::: Text section :::
About Ed Krow and His Time as An HR Consultant

Ed Krow “She walked over to me with a friend and said, ‘This is the guy I’ve been telling you about. He’s the HR doctor.’”

A conversation with Ed Krow

Ed smiles as he says it, “So she thinks of me as the HR doctor… that’s pretty cool.”

His client was talking specifically about Ed’s ability to quickly diagnose and treat the ailments in her workplace. “HR doctor” captures Ed’s work and personality on many levels.

“When you go to your doctor with an ailment, the doctor should be patient enough to listen, take a look at the symptoms, and then use their expertise to come up with a treatment plan. Your doctor should figure out where symptoms are coming from and determine the best course of action. Yesterday I was with a prospect, two women co-chairs of a not-for-profit board, and one said ‘Ed, it’s clear you’re the guy we need because you listened to what we had to say and didn’t jump to conclusions.’ It made me smile because that’s my job! I don’t just provide solutions, I listen and craft a game plan that fits your situation.”

“I heard a quote the other day that really resonated with me,” notes Ed: “‘Don’t mistake my kindness for weakness.’”

“Just because I’m going to be nice to you – because that’s the way I think people should be treated -doesn’t mean I won’t tell you the truth, even when it’s not what you want to hear.”

Kindness with strength.

That duality in Ed points to another unusual feature in his background.
:::
What to work on:
**A)** Does the profile of Ed Krow support each statement below? Answer yes or no for each, and quote the deciding words. (i) A client described Ed as the HR doctor. (ii) The prospect Ed met with was led by co-chairs of a for-profit company. (iii) Ed says that being nice to people means he will hold back hard truths.
**B)** In the profile of Ed Krow, what quote does Ed say really resonated with him?
**C)** Extend the profile of Ed Krow, starting after its last sentence, "That duality in Ed points to another unusual feature in his background."
The rows are separate material, apart from the profile of Ed Krow.
::: Data for review :::
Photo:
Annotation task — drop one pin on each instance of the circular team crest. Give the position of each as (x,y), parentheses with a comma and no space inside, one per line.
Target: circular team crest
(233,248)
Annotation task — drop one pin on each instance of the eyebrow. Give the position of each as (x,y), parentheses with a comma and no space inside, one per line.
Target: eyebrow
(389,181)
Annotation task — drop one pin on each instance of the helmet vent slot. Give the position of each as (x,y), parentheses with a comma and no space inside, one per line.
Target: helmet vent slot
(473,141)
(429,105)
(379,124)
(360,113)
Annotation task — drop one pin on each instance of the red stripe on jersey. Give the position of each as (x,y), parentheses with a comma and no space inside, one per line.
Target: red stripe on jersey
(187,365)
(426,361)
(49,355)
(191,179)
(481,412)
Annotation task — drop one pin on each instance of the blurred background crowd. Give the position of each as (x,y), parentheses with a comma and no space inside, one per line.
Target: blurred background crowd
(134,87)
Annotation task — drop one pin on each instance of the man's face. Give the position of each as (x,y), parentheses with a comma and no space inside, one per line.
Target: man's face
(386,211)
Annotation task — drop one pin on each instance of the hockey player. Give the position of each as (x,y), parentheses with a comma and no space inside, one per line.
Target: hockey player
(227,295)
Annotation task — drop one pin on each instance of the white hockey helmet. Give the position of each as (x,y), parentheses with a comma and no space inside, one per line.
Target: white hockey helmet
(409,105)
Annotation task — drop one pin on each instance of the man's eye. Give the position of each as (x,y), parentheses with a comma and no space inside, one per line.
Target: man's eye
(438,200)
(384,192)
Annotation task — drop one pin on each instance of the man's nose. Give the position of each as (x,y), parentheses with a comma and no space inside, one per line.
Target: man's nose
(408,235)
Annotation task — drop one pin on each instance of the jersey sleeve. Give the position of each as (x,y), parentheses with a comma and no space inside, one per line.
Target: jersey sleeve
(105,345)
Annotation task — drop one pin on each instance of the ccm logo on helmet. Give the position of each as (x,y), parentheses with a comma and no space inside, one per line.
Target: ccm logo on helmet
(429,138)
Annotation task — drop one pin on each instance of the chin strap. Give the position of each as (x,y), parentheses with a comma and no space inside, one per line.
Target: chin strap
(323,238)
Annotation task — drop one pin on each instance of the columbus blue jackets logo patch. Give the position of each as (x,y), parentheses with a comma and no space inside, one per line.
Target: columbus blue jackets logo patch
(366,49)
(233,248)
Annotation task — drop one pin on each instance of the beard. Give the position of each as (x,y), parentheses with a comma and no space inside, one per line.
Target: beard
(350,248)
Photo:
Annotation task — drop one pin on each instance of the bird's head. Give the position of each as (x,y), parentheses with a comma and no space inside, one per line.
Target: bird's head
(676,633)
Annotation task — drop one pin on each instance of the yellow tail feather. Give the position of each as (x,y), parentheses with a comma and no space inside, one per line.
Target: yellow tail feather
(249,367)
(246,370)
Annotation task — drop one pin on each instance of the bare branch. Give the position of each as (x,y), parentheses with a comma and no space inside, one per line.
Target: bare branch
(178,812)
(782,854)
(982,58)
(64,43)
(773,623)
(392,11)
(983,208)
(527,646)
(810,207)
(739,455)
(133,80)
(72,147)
:::
Answers to the problems:
**A)**
(i) Yes: "He’s the HR doctor."
(ii) No: "two women co-chairs of a not-for-profit board"
(iii) No: "doesn’t mean I won’t tell you the truth, even when it’s not what you want to hear."

**B)** "Don’t mistake my kindness for weakness."

**C)**
Approachability with authority.

“Before I joined the HR team at UPS, I was actually a driver. So literally from one day to the next I traded the brown uniform for a tie. There was another driver, a colleague I was friends with, and when I put on the tie, he stopped talking to me completely.

Ed Krow Speaking

“Finally I asked him, ‘What’s the problem! Why won’t you talk to me?’ and he snapped back, ‘You have to put me on the clock to talk to you!’ In his eyes, management was the enemy of workers. That was a huge lesson to me: that you can’t control other people. It also showed me the minefields you have to negotiate in the culture of an organization.”

Ed took this lesson on organizational culture with him and now applies it throughout his work. “You can get a lot done just by being on the shop floor, getting to know people, walking around. I’ve been there at 3 AM, just drinking my coffee, shooting the bull. That’s how you really see what’s going on.”

Ed does not stop there. “I was talking to a potential client and suggested that we take a walk on the shop floor. He answered, ‘Sure, I do it all the time myself.’

“When we were out there, though, I could tell he never goes out there, just from the stunned and worried looks on people’s faces. I told him, ‘Look, if you’re not going to be straight with me, we can’t work together.’”

Here you see Ed’s approachability with authority. He can relate to the people on the floor and get their truth. And he tells that truth to management, so together they can make things better.

“As an Eagle Scout, I learned to leave things better than I found them, and that still drives me today.”

Leaving things better than he found them – that applies to people as well as organizations.

“At one client, I brought in a new HR director and in the beginning she relied on me pretty heavily to learn how to use the tools I put into place. I also helped her learn how to work with an all-male group of supervisors who were much older than she.”

“It’s fun when you develop somebody and see what they’ve been able to become.”

It’s the mixture of the personal and strategic that attracted Ed to human resources in the first place.

That points to the final piece that makes Ed so effective as the HR doctor.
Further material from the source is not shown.